To be done:
(a) In the storage provider capability model, what does the control plane expose?
(b) Please print, word for word, the part of the storage provider capability model that opens with the words containing "Storage starts with" and closes with "primary user directory.".

Text excerpt:

================

# Storage Provider Capability Model v1

## Purpose

Storage starts with WEKA, but the product/API model must stay provider-neutral so VAST, DDN, NVMe pools, S3-compatible object stores, or future
backends can be added without redesigning the v3 Storage UI.

The control plane exposes capability metadata, not provider credentials or raw backend internals.

Storage ownership, sharing, and IAM are defined in
`doc/architecture/Storage_Sharing_and_IAM_Model_v1.md`. In short: storage is
project-owned by default, cross-project sharing is explicit grant state, and
provider credentials are derived from GPUaaS IAM rather than making WEKA the
primary user directory.

Provider integration lessons from the prior Scality IAM project are documented
in `doc/architecture/Storage_IAM_External_Reference_Lessons_v1.md`.

The current WEKA capability assessment is documented in
`doc/architecture/Storage_WEKA_Capability_Assessment_v1.md`.

RKE2-specific CSI, `StorageClass`, PVC, data-path, and exposure boundaries are
defined in `doc/architecture/RKE2_External_Storage_Model_v1.md`.

================

Information supplied:
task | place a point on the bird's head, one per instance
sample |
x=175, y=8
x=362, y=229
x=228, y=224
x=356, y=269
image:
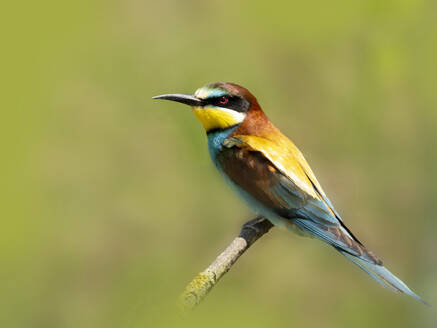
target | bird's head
x=217, y=106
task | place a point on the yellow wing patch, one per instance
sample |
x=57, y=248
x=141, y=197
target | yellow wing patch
x=217, y=117
x=283, y=153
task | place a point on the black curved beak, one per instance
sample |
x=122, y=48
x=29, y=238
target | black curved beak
x=182, y=98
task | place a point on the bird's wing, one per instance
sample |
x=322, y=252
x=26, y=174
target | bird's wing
x=277, y=175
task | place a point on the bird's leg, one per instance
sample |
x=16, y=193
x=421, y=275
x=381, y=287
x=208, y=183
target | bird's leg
x=255, y=228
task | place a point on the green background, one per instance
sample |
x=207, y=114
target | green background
x=109, y=202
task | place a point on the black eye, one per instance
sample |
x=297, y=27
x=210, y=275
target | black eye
x=223, y=100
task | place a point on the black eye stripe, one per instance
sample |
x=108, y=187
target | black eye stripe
x=235, y=103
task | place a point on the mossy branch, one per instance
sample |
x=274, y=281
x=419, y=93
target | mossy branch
x=202, y=284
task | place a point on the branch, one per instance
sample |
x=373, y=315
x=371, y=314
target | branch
x=202, y=284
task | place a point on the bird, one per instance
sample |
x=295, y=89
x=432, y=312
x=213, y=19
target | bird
x=271, y=175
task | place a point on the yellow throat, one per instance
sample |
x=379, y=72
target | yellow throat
x=217, y=117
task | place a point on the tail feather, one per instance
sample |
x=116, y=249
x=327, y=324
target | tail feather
x=383, y=276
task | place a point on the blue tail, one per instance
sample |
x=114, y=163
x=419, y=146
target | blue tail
x=383, y=276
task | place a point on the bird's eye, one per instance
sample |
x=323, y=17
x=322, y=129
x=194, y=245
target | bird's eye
x=223, y=100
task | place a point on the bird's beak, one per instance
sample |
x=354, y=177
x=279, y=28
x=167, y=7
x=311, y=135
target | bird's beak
x=182, y=98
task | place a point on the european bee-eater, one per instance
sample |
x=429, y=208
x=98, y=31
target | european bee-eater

================

Solution list:
(a) Capability metadata, not provider credentials or raw backend internals.

(b)
Storage starts with WEKA, but the product/API model must stay provider-neutral so VAST, DDN, NVMe pools, S3-compatible object stores, or future
backends can be added without redesigning the v3 Storage UI.

The control plane exposes capability metadata, not provider credentials or raw backend internals.

Storage ownership, sharing, and IAM are defined in
`doc/architecture/Storage_Sharing_and_IAM_Model_v1.md`. In short: storage is
project-owned by default, cross-project sharing is explicit grant state, and
provider credentials are derived from GPUaaS IAM rather than making WEKA the
primary user directory.